Fragmento de texto:
::::::::
Desde hace ya un tiempo
–no mucho, aclaro-, cuando dejé que la vida hiciera lo que tuviera que hacer,
entendí lo que en tiempos remotos fuera un misterioso enigma. No es fácil
anotarlo, pero cuando la tormenta llega con su furia arrasadora y choca contra
un espíritu sediento y, en consecuencia débil, puede terminar por ahogarlo en
su abundante agua.
Al ser sobrepasado por
semejante cuerpo hídrico, y al verse cada vez más hundido en el mismo, lo que
antes fuera la conciencia se convierte en confusión, y cualquier fragmento de
identidad queda oscurecido en las profundidades de ese silencioso y aturdidor
destino, al que fue condenado desde tiempos desconocidos. Nunca se está
preparado para una cosa así, en especial cuando el apego irracional a otro ser
se ha tornado en la propia conducta. Ser desconectado, arrancado, destetado,
constituye algo que se podría denominar una lección de vida, reservada para
quienes, por azar o instinto, han llegado a este punto. Y ese es el problema,
que queda uno más perdido que nunca, sin rumbo, dirección, noción ni motivo,
buscando a la desesperada una playa en la cual poder descansar y ver, si es
posible, qué fue lo que ocurrió.
Entonces, ya algo
fatigado y con la mente opaca entre recuerdos y remordimientos, se asienta uno
en un lugar aparentemente seguro y a la vez doloroso, con el único motivo de
rendir homenaje a lo que antes fue y jamás volverá, al alegre pasado, que
perdura entre sombras y brillos intermitentes, que al ser expuestos al
mortífero tiempo, se mezclan, en sinigual indiferencia, con sueños y
alucinaciones. A la vida no se le da el
más mínimo interés por su poseedor, porque ella sabe que no dentro de mucho
pasará a otras manos que, indistintamente de las anteriores, ignorarán el
verdadero significado de lo que es. Por eso, esta no tiene ningún reparo en
desligarse de un cuerpo animado por su primitivo impulso, dejándolo a la
intemperie del devenir que, entre otras cosas, lleva y trae relojes de arena
corriendo a toda mecha en busca de algo que ignoran.
::::::::
Datos:

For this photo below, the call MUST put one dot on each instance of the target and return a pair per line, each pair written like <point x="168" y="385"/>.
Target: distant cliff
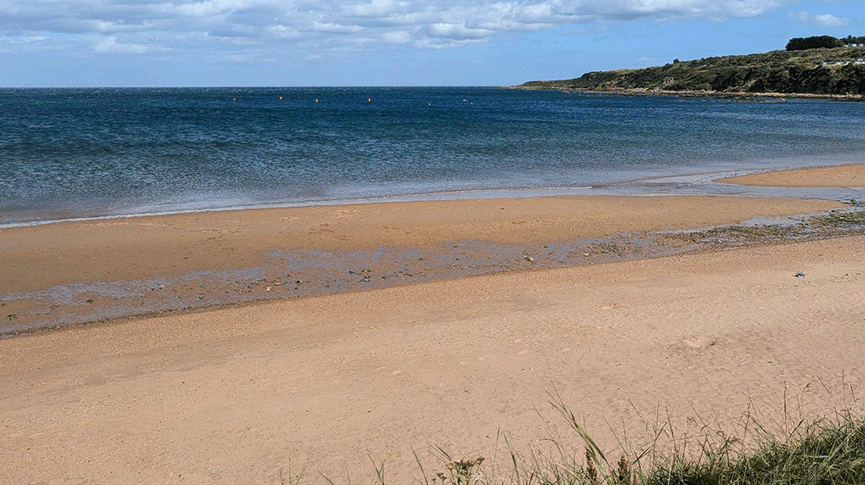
<point x="830" y="71"/>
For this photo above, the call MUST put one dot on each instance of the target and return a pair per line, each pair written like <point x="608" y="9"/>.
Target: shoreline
<point x="691" y="93"/>
<point x="747" y="317"/>
<point x="81" y="272"/>
<point x="321" y="384"/>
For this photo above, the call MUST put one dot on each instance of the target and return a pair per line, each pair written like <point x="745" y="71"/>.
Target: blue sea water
<point x="77" y="153"/>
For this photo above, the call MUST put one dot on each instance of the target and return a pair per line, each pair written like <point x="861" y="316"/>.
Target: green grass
<point x="821" y="452"/>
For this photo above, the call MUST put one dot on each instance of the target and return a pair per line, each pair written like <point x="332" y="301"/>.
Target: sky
<point x="101" y="43"/>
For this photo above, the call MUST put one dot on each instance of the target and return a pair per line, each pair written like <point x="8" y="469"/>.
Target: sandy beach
<point x="322" y="383"/>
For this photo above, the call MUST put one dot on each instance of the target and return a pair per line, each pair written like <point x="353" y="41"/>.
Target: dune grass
<point x="828" y="451"/>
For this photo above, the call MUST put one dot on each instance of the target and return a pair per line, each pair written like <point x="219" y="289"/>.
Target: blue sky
<point x="385" y="42"/>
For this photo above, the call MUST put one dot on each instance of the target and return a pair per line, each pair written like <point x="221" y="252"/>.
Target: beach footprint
<point x="700" y="342"/>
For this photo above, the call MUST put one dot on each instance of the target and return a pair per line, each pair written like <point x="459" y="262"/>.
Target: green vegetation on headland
<point x="827" y="72"/>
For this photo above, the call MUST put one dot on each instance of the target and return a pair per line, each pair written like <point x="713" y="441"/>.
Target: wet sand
<point x="316" y="383"/>
<point x="838" y="176"/>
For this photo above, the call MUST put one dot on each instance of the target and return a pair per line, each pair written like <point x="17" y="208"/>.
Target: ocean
<point x="85" y="153"/>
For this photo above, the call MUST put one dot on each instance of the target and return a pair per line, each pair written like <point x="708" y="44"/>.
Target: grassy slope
<point x="798" y="72"/>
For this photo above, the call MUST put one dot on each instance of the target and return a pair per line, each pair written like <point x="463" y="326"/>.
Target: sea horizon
<point x="77" y="153"/>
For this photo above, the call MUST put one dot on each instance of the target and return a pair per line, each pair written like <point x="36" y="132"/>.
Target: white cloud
<point x="823" y="20"/>
<point x="109" y="45"/>
<point x="194" y="27"/>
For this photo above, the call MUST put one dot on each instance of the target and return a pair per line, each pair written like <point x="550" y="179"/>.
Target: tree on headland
<point x="853" y="40"/>
<point x="816" y="42"/>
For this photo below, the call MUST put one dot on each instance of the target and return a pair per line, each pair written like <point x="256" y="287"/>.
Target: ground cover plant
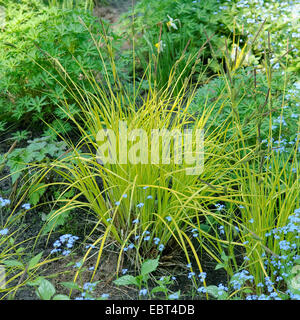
<point x="88" y="211"/>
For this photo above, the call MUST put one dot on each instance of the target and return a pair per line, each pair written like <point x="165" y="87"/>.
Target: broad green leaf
<point x="45" y="290"/>
<point x="149" y="266"/>
<point x="71" y="285"/>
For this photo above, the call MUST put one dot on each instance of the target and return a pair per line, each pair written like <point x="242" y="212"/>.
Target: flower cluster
<point x="64" y="244"/>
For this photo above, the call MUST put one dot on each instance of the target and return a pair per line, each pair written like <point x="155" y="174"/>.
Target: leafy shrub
<point x="251" y="95"/>
<point x="171" y="27"/>
<point x="32" y="34"/>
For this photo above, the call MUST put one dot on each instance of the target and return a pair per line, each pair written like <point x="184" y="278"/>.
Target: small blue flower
<point x="66" y="252"/>
<point x="77" y="265"/>
<point x="202" y="276"/>
<point x="161" y="247"/>
<point x="174" y="296"/>
<point x="156" y="240"/>
<point x="221" y="230"/>
<point x="143" y="292"/>
<point x="4" y="232"/>
<point x="202" y="290"/>
<point x="131" y="246"/>
<point x="26" y="206"/>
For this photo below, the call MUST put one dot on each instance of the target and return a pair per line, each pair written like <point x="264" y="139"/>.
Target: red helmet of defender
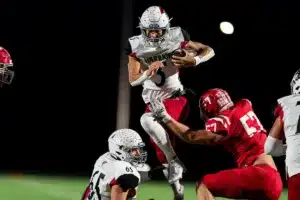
<point x="6" y="74"/>
<point x="214" y="101"/>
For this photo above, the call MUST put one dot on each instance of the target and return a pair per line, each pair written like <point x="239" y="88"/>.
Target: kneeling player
<point x="238" y="129"/>
<point x="115" y="175"/>
<point x="287" y="124"/>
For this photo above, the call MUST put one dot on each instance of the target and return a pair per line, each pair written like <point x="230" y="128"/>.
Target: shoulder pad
<point x="222" y="120"/>
<point x="176" y="34"/>
<point x="282" y="99"/>
<point x="122" y="167"/>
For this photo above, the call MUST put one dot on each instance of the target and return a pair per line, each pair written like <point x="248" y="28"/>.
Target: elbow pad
<point x="140" y="80"/>
<point x="274" y="147"/>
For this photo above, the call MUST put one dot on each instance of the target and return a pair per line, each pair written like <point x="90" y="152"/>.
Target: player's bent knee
<point x="146" y="120"/>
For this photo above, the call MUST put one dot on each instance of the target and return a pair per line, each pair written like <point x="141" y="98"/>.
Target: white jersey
<point x="291" y="118"/>
<point x="109" y="171"/>
<point x="166" y="81"/>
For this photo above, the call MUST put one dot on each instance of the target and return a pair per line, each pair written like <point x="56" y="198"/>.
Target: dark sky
<point x="62" y="105"/>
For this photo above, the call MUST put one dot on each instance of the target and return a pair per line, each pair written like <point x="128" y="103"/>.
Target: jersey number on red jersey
<point x="251" y="123"/>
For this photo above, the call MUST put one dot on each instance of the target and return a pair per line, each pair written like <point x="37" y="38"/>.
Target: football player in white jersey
<point x="152" y="63"/>
<point x="287" y="124"/>
<point x="6" y="64"/>
<point x="116" y="173"/>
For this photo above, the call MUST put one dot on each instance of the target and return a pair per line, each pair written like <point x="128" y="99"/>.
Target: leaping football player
<point x="238" y="129"/>
<point x="152" y="63"/>
<point x="6" y="64"/>
<point x="287" y="125"/>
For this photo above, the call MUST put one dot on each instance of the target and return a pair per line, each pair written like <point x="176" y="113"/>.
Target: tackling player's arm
<point x="274" y="144"/>
<point x="192" y="136"/>
<point x="136" y="75"/>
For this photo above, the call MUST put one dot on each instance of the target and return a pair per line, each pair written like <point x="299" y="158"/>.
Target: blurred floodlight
<point x="226" y="27"/>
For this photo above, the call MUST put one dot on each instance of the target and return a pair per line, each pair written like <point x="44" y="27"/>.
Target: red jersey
<point x="245" y="136"/>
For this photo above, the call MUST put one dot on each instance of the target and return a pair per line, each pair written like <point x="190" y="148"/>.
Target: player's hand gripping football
<point x="153" y="68"/>
<point x="186" y="61"/>
<point x="159" y="111"/>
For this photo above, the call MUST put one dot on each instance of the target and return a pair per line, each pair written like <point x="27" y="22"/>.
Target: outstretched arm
<point x="181" y="130"/>
<point x="189" y="135"/>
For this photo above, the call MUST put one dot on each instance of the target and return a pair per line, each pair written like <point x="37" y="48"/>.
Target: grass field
<point x="59" y="188"/>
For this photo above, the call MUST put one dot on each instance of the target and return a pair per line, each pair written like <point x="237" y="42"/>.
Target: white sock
<point x="176" y="186"/>
<point x="158" y="134"/>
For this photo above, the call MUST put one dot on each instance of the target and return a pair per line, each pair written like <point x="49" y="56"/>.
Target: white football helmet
<point x="154" y="25"/>
<point x="295" y="83"/>
<point x="127" y="145"/>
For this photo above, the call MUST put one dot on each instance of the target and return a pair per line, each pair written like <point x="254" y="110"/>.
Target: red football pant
<point x="178" y="109"/>
<point x="294" y="187"/>
<point x="257" y="182"/>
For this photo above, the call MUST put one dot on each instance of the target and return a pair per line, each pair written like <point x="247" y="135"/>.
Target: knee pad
<point x="146" y="121"/>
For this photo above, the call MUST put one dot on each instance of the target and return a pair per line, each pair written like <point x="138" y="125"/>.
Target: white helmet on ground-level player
<point x="127" y="145"/>
<point x="6" y="74"/>
<point x="154" y="24"/>
<point x="295" y="83"/>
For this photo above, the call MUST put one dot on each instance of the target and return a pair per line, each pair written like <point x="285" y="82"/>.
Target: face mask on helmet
::::::::
Tareas escritas:
1) En el fragmento, ¿qué busca a la desesperada quien queda perdido, sin rumbo ni dirección?
2) Cuenta las líneas del listado que contienen la cadena "below", teniendo en cuenta las mayúsculas y minúsculas, y da solo el número.
El fragmento y el listado no guardan ninguna relación entre sí.

Resultados:
1) Una playa en la cual poder descansar y ver, si es posible, qué fue lo que ocurrió.

2) 3